Pourriez-vous poursuivre le texte sur l'infaillibilité du pape à partir de sa dernière phrase ?

Passage cité -
_ _ _ _
Deuxième point : S’agissant du pape, il faut distinguer entre ce qui est du domaine de son infaillibilité et ce qui ne l’est pas.

Dans le respect dû à la personne du pape, il faut distinguer entre ses paroles et ses actes où l’on reconnaît la voix du successeur de Pierre et ceux où l’on ne reconnaît que les options personnelles d’un Pontife agissant au nom de principes et en fonction d’une pastorale – ou d’un politique qui sont en désaccord manifeste avec ceux de la tradition de l’Église et plus particulièrement avec celle du Saint-Siège.

La doctrine sur l’infaillibilité personnelle du pape a été définie par la constitution Pastor aeternus du concile Vatican I, laquelle a été ainsi résumée par saint Pie X dans son Grand catéchisme :

Le pape est infaillible seulement lorsque, [1] en sa qualité de Pasteur et de Docteur de tous les chrétiens, [2] en vertu de sa suprême autorité apostolique, [3] il définit, [4] pour être tenue par toute l’Église, [5] une doctrine concernant la foi et les mœurs.

Il y a donc cinq conditions pour qu’un enseignement du pape soit infaillible. S’il manque ne serait-ce qu’une condition, l’enseignement jouit certes d’une grande autorité étant donné la personne qui le profère, mais il ne peut être considéré comme infaillible. Le domaine de l’infaillibilité personnelle du pape est donc limité, mais telle est la définition de l’infaillibilité selon la tradition catholique.
De là naît d’ailleurs un danger : celui d’étendre cette infaillibilité au-delà des limites fixées par Pastor aeternus. Toute extension de cette infaillibilité constitue une erreur grave. C’est ce qu’avait remarqué, en 1926, le père Le Floch, supérieur du séminaire français de Rome à l’époque :

L’hérésie qui naît sera la plus dangereuse de toutes ; elle consiste dans l’exagération du respect dû au pape et l’extension illégitime de son infaillibilité.

Quoi qu’il en soit, le domaine réellement infaillible ne pose pas de problème. Mais tout ce qui est en dehors de ce domaine peut en poser un. Voici ce qui dit à ce propos le père Joseph de Sainte Marie :

Ces conditions [de l’infaillibilité] étant bien précises et les cas où elles sont remplies étant rares et étant manifestés habituellement sur le mode solennel, il n’y aura guère de difficultés à ce sujet.
_ _ _ _
Lignes fournies -

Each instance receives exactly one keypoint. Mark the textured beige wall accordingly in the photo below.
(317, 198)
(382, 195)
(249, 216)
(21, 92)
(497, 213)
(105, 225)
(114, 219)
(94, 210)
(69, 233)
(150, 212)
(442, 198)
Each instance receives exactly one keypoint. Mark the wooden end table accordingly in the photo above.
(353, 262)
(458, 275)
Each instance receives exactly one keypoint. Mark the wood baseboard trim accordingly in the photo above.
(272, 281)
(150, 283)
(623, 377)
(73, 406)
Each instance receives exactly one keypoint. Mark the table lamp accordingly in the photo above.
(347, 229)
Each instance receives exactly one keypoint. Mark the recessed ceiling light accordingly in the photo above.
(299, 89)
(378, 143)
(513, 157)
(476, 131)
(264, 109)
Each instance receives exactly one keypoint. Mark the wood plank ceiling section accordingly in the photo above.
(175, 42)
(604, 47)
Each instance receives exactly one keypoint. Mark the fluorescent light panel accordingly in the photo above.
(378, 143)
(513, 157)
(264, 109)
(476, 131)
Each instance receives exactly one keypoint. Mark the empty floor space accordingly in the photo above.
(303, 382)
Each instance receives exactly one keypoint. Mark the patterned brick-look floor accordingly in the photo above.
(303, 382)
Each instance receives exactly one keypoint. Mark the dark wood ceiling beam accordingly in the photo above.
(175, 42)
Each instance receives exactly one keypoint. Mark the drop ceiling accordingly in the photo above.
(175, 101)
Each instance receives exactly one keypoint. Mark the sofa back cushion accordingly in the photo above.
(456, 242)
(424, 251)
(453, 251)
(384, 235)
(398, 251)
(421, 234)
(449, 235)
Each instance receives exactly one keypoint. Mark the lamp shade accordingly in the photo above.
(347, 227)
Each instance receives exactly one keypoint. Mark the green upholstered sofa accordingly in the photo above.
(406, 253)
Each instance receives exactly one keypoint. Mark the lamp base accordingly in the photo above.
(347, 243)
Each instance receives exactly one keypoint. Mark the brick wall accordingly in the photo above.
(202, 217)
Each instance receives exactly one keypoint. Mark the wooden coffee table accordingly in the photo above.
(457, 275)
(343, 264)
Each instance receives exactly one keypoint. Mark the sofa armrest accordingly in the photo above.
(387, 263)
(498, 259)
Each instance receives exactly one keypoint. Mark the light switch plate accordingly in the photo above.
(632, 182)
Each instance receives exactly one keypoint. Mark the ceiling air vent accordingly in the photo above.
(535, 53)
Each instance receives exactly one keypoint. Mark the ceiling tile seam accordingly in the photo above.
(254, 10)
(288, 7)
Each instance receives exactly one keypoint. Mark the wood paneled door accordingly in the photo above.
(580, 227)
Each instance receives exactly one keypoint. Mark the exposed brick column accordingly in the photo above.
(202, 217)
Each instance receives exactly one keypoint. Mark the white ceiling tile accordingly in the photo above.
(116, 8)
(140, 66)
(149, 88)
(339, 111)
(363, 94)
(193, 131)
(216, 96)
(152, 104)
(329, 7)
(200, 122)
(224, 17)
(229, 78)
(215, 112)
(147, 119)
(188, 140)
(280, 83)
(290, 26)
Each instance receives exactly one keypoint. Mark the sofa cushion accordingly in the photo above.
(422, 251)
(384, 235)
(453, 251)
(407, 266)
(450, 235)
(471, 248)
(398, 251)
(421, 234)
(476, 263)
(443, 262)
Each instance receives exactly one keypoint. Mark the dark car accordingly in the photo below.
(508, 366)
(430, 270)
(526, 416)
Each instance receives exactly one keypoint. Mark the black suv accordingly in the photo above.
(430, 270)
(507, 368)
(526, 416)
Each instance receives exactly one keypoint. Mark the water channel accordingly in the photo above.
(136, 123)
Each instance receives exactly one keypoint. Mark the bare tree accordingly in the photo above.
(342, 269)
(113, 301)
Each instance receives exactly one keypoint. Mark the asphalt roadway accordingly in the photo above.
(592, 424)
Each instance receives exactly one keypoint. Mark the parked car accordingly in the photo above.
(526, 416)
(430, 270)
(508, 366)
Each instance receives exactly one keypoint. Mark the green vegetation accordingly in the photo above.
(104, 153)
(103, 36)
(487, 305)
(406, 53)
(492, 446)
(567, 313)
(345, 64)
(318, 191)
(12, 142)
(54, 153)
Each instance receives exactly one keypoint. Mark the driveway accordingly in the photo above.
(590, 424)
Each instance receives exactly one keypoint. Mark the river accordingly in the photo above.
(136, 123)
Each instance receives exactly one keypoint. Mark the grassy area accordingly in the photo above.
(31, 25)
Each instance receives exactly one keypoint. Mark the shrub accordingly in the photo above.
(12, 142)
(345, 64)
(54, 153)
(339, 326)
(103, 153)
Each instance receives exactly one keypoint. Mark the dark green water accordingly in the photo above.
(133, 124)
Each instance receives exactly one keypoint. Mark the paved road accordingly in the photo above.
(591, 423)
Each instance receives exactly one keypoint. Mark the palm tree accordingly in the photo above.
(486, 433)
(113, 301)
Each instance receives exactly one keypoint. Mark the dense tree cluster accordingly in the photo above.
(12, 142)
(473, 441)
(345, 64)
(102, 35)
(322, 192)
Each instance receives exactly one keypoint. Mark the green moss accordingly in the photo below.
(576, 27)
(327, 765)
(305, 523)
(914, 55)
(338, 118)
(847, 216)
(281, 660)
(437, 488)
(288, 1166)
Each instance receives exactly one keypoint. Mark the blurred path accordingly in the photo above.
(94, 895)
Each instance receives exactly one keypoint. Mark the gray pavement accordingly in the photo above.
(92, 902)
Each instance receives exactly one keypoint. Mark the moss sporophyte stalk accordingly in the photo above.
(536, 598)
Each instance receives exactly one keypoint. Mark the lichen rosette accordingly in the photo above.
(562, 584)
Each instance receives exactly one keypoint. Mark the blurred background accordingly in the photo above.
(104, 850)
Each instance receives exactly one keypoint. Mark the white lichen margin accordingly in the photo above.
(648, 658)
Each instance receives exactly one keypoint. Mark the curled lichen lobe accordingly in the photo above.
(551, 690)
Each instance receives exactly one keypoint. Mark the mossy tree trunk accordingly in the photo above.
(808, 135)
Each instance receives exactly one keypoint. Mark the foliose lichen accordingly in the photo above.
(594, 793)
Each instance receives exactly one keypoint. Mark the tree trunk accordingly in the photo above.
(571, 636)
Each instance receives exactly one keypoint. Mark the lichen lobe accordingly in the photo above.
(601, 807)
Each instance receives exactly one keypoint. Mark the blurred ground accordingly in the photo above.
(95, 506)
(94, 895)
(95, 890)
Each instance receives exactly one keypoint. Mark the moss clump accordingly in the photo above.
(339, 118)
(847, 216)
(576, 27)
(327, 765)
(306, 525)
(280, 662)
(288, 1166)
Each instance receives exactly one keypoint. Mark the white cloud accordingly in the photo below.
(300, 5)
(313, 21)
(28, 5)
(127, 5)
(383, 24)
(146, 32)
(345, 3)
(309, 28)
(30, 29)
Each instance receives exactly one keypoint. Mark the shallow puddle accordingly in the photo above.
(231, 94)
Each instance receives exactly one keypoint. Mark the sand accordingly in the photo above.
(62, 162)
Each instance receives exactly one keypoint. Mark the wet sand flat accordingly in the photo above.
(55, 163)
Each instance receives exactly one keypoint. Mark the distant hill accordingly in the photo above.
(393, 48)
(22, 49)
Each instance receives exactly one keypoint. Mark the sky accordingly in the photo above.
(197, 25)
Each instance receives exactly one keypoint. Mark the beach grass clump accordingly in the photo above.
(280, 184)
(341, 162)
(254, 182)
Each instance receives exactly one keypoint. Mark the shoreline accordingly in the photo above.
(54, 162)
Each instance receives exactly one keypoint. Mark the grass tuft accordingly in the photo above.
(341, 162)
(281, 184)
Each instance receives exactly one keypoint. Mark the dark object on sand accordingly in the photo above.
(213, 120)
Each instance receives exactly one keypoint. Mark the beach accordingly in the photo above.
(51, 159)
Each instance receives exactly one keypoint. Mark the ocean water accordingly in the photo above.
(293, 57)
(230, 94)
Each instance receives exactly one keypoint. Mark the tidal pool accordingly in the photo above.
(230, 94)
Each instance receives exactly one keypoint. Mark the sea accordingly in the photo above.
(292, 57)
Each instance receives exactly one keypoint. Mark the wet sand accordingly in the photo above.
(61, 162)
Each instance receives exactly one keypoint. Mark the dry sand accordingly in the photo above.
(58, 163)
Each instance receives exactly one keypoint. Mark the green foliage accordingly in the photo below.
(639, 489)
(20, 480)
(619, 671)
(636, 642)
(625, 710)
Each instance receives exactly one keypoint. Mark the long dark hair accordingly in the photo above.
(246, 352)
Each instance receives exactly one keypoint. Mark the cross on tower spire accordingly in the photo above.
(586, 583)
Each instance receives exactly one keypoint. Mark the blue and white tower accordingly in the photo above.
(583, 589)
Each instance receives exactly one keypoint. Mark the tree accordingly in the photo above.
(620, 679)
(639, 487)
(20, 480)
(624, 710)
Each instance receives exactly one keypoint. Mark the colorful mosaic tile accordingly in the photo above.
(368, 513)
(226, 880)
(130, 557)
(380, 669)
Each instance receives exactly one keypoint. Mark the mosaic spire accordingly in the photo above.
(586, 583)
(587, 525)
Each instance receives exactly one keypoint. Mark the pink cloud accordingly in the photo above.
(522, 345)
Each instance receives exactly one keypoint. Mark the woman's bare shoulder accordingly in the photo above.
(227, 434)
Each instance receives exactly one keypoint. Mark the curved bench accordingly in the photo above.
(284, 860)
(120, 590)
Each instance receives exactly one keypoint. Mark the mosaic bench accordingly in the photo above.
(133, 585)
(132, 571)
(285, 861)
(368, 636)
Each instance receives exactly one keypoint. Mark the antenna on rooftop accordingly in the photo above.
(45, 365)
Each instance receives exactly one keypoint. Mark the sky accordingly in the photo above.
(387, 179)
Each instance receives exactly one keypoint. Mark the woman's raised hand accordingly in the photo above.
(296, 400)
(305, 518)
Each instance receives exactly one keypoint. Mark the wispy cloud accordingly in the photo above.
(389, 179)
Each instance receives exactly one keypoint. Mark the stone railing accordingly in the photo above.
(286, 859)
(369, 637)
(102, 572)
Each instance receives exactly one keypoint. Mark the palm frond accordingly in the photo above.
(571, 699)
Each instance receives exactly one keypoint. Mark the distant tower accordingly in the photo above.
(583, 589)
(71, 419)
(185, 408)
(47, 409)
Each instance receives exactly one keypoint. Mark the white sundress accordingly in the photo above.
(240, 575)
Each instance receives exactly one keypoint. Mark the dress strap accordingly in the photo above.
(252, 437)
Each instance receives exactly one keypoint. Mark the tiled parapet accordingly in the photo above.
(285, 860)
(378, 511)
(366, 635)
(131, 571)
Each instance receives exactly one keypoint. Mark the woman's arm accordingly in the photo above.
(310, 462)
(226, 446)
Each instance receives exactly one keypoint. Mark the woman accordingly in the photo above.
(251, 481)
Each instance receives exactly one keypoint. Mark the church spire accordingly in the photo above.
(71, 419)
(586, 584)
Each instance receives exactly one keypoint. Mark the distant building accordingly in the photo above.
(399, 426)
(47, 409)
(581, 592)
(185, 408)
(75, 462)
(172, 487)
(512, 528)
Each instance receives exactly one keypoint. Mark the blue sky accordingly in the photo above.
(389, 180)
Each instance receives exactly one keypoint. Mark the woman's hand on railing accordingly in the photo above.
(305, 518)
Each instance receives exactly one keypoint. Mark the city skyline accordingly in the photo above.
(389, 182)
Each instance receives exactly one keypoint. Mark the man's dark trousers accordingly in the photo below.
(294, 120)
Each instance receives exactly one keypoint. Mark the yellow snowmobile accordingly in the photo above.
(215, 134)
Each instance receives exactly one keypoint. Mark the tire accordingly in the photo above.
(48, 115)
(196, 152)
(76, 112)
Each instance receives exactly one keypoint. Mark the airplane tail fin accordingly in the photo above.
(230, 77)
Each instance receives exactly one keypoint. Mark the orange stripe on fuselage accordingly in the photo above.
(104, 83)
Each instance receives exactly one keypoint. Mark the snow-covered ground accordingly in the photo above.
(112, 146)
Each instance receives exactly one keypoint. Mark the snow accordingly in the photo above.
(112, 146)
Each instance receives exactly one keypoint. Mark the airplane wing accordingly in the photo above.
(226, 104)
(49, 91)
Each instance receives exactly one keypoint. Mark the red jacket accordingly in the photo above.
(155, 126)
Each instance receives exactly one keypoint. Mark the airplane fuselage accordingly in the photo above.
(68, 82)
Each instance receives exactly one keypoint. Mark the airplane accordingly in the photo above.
_ _ _ _
Corrigé -
Mais c’est dans tout le domaine de son magistère ordinaire et dans celui du gouvernement quotidien de l’Église que la question peut se poser. En des temps normaux, cela n’arrive qu’exceptionnellement et les théologiens enseignent l’attitude de réserve permise au moins intérieurement.
Mais de nos jours, et c’est là un des signes les plus manifestes du caractère extraordinairement anormal de la situation actuelle de l’Église, c’est très fréquemment que des actes venant du « Saint-Siège » exigent de nous prudence et discernement.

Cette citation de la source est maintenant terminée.